● **Task statement**
Count the lines in the rows below that contain the word "tree". Reply with only that number.

START

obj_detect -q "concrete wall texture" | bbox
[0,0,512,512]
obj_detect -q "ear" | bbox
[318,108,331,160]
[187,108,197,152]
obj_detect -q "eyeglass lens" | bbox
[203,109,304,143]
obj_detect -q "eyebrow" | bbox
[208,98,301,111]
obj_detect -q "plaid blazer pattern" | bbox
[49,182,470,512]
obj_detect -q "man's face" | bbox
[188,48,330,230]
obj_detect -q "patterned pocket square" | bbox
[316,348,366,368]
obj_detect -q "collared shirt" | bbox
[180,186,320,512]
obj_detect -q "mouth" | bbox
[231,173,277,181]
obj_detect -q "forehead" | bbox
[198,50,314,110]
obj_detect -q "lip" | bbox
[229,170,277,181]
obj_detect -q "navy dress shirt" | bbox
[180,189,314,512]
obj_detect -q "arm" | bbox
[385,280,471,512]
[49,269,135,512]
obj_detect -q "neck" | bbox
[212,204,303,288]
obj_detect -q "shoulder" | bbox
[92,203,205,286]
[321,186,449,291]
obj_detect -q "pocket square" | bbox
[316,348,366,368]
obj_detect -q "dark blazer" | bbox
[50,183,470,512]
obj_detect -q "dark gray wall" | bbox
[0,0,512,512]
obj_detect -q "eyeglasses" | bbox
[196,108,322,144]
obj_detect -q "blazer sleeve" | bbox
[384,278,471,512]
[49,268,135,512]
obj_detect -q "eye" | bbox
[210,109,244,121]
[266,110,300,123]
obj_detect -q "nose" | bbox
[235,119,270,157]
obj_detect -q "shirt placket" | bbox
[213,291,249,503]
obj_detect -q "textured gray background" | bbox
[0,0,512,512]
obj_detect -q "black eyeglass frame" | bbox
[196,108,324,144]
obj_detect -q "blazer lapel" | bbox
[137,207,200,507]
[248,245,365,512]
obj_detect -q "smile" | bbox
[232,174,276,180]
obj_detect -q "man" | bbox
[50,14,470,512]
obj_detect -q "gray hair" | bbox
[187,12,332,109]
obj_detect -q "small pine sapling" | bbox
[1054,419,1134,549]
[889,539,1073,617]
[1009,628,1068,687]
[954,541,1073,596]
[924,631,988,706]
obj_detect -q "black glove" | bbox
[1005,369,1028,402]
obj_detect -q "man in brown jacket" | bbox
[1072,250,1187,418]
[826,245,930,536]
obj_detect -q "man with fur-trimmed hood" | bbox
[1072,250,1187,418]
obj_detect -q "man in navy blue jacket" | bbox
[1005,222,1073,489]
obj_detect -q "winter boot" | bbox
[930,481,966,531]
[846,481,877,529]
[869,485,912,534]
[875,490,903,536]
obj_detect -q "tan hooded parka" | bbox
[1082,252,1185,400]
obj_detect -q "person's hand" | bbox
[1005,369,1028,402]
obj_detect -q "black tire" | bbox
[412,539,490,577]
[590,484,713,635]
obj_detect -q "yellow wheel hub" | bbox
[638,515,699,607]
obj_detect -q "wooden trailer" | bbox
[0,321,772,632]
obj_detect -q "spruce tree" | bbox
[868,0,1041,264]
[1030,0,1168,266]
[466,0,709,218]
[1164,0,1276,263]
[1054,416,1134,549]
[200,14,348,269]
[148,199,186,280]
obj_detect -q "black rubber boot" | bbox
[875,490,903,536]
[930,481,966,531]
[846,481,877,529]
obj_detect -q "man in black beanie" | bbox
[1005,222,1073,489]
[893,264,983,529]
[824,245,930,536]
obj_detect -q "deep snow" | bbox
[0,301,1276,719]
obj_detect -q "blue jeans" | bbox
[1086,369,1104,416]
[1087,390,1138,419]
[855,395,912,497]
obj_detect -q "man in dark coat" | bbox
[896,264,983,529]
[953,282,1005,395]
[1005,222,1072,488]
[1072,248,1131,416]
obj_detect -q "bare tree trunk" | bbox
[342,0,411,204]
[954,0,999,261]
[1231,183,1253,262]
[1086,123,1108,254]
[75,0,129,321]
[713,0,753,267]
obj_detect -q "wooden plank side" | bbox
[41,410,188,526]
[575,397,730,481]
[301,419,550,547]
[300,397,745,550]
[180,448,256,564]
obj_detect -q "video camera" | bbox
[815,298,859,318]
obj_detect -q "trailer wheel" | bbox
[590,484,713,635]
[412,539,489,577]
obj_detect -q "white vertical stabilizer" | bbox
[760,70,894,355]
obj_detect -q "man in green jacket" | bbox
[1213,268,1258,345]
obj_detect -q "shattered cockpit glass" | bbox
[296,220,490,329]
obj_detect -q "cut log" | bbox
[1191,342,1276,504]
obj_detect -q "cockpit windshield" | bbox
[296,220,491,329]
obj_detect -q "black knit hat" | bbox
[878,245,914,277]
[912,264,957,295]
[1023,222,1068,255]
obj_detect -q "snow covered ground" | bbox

END

● **Written response**
2